What to work on: Render the records from their start through the line containing "[524,223,599,384]" as a two-column CSV with the headers text and answer, one row per record. Put each value in a single quoted field and replace line breaks with spaces.

++++ Data provided

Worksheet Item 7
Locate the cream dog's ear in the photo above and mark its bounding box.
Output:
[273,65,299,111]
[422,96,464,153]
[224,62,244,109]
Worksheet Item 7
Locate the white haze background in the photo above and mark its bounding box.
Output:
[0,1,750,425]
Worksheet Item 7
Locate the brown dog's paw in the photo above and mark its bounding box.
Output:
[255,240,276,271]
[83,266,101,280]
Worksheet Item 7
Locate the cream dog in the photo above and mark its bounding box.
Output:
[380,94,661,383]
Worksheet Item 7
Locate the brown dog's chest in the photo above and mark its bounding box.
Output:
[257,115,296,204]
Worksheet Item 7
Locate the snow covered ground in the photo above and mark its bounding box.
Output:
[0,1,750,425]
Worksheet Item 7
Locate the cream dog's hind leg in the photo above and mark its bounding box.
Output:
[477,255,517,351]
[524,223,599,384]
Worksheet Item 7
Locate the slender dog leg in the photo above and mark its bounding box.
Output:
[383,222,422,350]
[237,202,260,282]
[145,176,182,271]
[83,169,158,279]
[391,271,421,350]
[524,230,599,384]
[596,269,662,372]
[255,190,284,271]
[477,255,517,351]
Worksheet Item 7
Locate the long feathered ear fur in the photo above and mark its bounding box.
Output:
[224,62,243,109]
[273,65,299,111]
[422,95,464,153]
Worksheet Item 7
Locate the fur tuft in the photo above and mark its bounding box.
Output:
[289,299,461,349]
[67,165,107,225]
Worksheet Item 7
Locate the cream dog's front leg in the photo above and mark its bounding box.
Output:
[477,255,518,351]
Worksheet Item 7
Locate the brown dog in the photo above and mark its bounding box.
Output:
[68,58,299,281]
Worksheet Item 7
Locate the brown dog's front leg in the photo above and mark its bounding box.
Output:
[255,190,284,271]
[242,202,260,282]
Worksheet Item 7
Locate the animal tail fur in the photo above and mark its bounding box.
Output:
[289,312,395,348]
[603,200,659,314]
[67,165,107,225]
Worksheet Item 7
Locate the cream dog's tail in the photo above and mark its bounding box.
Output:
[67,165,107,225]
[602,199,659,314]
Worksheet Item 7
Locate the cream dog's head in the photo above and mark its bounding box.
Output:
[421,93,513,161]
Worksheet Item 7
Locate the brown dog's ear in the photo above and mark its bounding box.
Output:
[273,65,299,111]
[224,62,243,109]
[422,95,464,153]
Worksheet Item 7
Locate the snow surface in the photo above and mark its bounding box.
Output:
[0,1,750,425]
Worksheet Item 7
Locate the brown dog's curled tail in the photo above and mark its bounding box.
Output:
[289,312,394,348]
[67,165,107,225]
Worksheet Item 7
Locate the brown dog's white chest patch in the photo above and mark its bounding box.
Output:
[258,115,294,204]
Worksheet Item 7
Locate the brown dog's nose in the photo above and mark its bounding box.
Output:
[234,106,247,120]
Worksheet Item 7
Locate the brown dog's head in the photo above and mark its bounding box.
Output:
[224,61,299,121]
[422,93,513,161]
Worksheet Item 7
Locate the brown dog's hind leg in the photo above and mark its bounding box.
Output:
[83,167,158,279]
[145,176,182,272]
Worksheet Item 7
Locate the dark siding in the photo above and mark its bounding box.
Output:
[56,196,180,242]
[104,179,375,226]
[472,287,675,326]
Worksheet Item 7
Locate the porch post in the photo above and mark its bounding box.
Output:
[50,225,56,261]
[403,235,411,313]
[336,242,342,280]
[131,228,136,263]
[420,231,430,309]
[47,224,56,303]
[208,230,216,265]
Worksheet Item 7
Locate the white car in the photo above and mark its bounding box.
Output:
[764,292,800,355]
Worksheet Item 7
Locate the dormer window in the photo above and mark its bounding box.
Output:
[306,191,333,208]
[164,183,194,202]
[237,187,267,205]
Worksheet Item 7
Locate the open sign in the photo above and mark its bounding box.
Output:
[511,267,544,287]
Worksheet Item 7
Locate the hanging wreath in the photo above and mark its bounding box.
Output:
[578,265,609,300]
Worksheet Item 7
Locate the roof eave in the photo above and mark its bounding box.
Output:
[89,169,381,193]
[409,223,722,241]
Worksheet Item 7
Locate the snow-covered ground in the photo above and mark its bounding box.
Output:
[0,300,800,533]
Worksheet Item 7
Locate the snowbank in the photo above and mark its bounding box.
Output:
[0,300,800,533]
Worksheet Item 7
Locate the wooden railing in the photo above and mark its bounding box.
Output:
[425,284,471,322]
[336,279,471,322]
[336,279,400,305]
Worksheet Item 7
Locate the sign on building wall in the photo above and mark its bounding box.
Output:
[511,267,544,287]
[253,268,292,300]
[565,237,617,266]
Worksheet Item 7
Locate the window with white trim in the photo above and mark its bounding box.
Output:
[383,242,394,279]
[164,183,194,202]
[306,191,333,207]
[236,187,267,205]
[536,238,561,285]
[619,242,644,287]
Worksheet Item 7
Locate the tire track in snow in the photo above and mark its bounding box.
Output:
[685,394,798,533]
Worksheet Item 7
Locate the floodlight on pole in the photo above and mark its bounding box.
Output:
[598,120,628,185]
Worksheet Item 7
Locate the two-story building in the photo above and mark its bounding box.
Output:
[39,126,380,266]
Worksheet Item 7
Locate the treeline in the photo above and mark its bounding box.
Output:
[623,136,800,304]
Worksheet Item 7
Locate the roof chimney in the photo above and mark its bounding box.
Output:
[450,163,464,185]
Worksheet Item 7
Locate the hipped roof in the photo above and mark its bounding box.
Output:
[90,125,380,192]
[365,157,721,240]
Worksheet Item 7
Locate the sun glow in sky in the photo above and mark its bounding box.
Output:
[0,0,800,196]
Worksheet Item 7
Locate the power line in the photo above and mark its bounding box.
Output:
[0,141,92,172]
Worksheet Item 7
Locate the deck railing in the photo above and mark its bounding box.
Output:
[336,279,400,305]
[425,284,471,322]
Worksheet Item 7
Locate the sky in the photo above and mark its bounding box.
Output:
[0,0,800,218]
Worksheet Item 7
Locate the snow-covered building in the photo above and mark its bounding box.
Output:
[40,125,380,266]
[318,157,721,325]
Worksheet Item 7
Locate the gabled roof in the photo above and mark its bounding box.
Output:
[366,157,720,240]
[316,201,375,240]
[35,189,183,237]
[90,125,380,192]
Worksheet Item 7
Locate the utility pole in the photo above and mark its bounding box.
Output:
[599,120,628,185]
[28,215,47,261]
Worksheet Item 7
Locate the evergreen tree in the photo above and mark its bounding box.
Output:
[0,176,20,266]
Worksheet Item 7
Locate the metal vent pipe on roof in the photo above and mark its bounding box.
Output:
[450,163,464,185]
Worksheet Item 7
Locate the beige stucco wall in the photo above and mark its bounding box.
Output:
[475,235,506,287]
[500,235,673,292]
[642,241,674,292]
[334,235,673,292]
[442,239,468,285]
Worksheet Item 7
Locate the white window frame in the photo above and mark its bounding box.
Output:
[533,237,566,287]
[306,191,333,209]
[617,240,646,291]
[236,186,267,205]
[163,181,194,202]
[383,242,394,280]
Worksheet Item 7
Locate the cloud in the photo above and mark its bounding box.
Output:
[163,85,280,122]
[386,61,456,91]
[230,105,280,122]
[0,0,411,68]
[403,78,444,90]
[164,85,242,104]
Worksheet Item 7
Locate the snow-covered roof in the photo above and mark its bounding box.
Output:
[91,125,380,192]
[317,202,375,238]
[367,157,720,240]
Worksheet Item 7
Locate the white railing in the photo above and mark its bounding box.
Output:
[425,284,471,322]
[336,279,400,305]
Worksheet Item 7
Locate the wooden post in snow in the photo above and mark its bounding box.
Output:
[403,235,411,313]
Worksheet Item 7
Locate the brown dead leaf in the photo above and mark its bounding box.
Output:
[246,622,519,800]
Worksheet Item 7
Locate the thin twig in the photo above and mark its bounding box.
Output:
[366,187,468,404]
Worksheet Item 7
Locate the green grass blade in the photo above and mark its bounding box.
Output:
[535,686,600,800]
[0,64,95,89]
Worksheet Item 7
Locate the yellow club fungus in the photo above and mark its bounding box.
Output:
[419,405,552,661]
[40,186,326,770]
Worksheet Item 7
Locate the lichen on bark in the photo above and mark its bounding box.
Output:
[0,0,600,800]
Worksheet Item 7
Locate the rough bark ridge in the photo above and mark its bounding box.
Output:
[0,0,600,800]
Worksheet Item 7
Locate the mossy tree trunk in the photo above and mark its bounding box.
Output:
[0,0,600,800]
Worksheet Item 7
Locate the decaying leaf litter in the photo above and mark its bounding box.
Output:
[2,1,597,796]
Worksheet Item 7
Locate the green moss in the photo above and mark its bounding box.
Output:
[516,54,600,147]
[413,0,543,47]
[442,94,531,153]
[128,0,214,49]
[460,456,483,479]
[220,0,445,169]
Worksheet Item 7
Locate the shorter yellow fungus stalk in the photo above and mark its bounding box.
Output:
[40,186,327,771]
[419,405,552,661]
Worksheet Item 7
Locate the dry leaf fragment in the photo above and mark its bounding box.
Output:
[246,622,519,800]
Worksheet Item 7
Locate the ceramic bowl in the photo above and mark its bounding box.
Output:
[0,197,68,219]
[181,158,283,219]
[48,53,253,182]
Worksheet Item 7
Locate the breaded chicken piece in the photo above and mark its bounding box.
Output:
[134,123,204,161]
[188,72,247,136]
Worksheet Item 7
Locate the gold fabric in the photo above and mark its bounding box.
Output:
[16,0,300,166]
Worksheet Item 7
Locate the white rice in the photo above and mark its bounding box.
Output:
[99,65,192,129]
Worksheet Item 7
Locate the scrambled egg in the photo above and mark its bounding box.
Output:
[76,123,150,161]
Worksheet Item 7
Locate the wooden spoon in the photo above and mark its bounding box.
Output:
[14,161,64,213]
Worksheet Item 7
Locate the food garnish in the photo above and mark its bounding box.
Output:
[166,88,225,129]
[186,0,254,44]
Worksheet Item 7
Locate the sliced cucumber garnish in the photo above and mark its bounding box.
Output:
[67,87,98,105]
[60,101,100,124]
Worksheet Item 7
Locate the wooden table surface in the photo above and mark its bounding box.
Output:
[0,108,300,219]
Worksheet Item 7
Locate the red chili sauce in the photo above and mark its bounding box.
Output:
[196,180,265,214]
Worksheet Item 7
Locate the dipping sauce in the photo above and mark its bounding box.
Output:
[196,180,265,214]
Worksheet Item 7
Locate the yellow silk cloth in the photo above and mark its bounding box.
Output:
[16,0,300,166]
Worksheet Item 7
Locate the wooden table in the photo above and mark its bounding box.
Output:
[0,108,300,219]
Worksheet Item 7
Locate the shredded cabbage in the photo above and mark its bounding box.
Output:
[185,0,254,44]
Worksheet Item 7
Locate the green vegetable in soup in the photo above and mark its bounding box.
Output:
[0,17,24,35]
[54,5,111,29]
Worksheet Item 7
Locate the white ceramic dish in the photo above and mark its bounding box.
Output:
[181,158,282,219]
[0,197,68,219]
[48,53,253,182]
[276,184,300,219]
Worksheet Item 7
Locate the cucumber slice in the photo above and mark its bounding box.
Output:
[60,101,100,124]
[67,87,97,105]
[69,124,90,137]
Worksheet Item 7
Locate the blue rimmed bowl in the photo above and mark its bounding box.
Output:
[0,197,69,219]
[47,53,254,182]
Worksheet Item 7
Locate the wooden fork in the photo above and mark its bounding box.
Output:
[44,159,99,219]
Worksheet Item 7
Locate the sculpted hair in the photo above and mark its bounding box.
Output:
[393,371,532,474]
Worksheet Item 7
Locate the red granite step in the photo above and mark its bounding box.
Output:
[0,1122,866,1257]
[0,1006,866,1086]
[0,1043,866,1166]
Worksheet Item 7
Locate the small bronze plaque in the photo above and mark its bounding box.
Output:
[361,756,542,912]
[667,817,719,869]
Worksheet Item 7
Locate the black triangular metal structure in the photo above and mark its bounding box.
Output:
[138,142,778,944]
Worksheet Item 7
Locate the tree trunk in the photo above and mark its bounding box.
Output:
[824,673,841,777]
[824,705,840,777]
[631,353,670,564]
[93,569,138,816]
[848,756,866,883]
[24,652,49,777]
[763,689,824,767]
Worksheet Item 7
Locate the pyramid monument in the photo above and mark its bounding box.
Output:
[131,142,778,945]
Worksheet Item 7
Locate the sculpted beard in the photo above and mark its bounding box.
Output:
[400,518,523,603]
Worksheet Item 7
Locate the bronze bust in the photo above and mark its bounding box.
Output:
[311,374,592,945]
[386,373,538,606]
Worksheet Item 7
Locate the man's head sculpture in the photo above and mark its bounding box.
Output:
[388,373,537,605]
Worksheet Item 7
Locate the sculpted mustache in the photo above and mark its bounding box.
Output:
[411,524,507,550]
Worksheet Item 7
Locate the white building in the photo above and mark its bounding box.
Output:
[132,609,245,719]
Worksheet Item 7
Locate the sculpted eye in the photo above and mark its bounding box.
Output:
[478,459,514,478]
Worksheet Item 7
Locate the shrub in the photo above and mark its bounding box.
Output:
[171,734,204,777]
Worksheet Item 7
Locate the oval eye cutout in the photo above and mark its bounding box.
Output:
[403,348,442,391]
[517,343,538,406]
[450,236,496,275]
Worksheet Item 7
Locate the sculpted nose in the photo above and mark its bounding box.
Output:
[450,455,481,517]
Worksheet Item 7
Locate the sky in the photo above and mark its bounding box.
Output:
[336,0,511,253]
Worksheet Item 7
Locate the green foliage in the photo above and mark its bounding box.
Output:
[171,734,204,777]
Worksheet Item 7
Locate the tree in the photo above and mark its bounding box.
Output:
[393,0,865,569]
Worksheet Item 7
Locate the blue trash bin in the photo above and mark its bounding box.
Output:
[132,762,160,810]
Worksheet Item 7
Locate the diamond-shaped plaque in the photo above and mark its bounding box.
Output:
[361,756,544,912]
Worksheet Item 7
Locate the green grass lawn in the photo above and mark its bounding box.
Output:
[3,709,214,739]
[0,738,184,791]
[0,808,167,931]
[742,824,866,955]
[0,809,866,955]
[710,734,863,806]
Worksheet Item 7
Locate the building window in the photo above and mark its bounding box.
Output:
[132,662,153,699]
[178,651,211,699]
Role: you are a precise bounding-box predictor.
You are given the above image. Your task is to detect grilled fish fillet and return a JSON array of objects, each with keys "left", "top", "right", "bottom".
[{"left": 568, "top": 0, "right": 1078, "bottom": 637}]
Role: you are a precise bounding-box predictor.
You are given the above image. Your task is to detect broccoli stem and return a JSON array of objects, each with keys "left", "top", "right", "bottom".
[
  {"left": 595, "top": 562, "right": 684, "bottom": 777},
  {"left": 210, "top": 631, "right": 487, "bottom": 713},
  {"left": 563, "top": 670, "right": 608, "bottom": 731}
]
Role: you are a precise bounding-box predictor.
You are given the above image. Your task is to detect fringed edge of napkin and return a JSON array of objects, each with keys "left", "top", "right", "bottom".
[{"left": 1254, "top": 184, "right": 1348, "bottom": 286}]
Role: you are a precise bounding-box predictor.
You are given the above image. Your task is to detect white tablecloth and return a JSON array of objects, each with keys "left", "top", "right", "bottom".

++++++++

Exercise answer:
text,answer
"Worksheet Item 7 Locate the cream dog's ear in the photo above and mark its bounding box. Output:","[273,65,299,111] [422,96,464,153] [224,62,244,109]"
"Worksheet Item 7 Locate the white haze background in the photo above and mark its bounding box. Output:","[0,1,750,425]"
"Worksheet Item 7 Locate the brown dog's paw in the photo above and mark its bounding box. Output:","[255,240,276,271] [83,266,101,280]"
"Worksheet Item 7 Locate the cream dog in the photo above and mark its bounding box. Output:","[380,94,661,383]"
"Worksheet Item 7 Locate the brown dog's chest in the photo above and mark its bounding box. Output:","[257,115,296,204]"
"Worksheet Item 7 Locate the snow covered ground in the photo above and mark its bounding box. Output:","[0,1,750,425]"
"Worksheet Item 7 Locate the cream dog's hind leg in the photo above and mark its bounding box. Output:","[477,255,517,351] [524,223,599,384]"